Given task 1:
In the discussion text, which organization has recently become the default source of cytogenetic map information for the mouse and human assemblies?

Document:
╔══

The mouse and human assemblies also have cytogenetic map information. There has been confusion about who makes those. In recent times UCSC has become the default source for that. I don't know if want to keep that job. It is a bit of an obscure procedure involving ancient code from Terry and some other unusual files from NCBI.
Alternate alleles are most likely going to proliferate. They should certainly be supplied. UCSC needs to decide on how to display the alternate alleles.
Quality scores can be supplied in either component or scaffold coordinate systems. As long as there are AGP files to relate them to chromosomes, we can convert the quality scores to chromosome coordinates. We do not need multiple copies.
Updates (implying versioning) could be a big headache. Once we build a browser on any one particular version, we don't want to hear about it again until there is a significant release to the next version. Therefore, I would expect releases to happen on whole assemblies. I wouldn't want to deal with partial updates to an existing release. Way too much trouble with that.
For handshake communication, I would recommend a limited email list with the primary representatives at each center and browser build team on the email list.
Given XML data structures for assembly metadata UCSC will most likely be converting that XML into simple tag=value .ra text files which we find most convenient. As long as we can parse the XML we should be OK.
Hiram 21:02, 23 September 2008 (UTC)

╚══

Data for processing:
╔══

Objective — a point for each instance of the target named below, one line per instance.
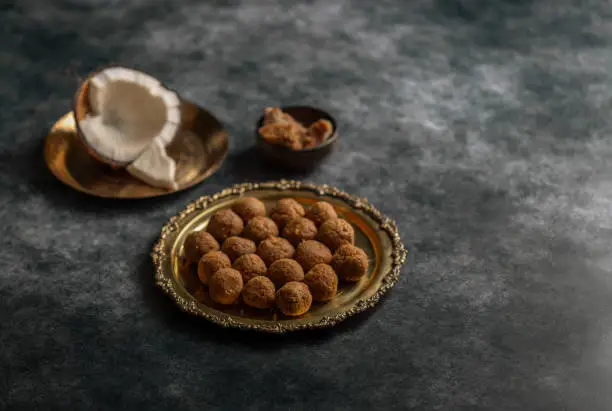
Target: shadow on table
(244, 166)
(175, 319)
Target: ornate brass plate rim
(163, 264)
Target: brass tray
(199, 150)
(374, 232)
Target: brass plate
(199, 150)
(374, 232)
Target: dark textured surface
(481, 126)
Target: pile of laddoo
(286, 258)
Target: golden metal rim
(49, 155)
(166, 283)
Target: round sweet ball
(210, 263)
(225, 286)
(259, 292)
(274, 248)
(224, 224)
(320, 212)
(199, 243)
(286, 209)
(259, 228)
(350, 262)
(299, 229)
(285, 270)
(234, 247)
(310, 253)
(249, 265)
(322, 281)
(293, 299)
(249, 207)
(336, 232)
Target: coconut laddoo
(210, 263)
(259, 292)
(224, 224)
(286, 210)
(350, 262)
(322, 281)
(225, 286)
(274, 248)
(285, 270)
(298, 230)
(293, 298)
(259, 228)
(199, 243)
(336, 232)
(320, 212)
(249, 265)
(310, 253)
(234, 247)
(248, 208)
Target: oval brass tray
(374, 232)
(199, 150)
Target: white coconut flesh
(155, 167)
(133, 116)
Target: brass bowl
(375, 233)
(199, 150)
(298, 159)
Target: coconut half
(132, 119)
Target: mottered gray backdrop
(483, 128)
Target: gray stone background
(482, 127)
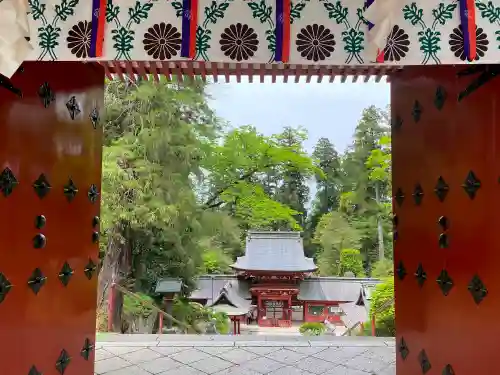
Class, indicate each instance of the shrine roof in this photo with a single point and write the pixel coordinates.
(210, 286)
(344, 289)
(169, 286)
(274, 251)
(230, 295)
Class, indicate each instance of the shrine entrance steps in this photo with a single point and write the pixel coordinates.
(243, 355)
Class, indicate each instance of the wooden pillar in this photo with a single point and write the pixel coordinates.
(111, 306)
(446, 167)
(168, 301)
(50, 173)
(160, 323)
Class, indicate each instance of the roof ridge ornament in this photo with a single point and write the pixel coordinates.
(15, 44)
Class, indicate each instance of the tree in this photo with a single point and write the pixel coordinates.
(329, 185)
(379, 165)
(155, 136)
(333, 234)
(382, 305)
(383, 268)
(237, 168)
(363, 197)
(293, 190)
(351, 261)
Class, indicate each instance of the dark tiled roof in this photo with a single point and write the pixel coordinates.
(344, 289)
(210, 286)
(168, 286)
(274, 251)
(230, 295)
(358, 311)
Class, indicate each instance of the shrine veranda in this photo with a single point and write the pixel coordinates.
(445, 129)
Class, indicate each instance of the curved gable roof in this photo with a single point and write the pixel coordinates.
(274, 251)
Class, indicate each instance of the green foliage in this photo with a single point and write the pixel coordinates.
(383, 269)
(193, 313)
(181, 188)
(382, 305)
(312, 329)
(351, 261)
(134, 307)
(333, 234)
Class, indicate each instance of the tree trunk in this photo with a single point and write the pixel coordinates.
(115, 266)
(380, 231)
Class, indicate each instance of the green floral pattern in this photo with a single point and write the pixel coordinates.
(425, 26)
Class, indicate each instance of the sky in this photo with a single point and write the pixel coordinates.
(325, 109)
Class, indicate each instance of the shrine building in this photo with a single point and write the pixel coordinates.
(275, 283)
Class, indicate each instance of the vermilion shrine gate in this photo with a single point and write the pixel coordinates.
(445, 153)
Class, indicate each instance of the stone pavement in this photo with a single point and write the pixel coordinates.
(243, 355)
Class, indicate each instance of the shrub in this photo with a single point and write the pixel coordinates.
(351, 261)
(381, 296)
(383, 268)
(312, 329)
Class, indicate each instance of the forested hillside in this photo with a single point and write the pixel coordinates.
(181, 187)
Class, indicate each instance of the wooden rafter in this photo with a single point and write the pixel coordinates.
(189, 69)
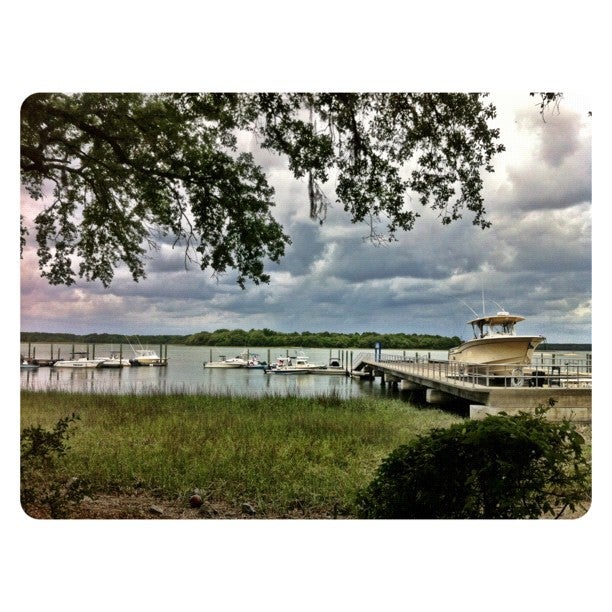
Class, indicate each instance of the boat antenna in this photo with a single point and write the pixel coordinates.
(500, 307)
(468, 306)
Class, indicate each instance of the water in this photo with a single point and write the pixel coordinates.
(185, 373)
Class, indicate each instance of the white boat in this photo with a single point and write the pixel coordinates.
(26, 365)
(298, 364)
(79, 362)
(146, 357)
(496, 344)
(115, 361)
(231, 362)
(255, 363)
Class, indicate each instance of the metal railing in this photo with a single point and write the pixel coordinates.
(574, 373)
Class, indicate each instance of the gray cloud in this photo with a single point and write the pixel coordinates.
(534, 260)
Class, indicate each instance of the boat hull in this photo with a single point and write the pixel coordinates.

╚══

Given task 2:
Rewrite the records starting at the line that contains "Class, indicate each instance of the boat antenna" and ending at the last line of the records, requests included. Increase every coordinate in the answers by 64.

Complete response 1:
UCSC

Complete response 2:
Class, indicate each instance of the boat antenna in this photo with a single point and write the pixel coordinates.
(564, 371)
(532, 370)
Class, indicate each instance of the water in this photo with a single point and write the pixel coordinates.
(249, 437)
Class, indicate each instance of the white boat in this photo with a single point and write the pixel coordinates.
(90, 429)
(362, 428)
(143, 426)
(210, 421)
(560, 408)
(179, 425)
(295, 426)
(319, 427)
Class, indicate each instance of the metal railing in this photo with a single point and write the pixel coordinates.
(638, 437)
Class, indicate each instance of the gray cloud in this photo with a single point and write the pixel coordinates.
(598, 324)
Class, indicate each instance of the boat hull in this photo with a single point and write the pixel coordinates.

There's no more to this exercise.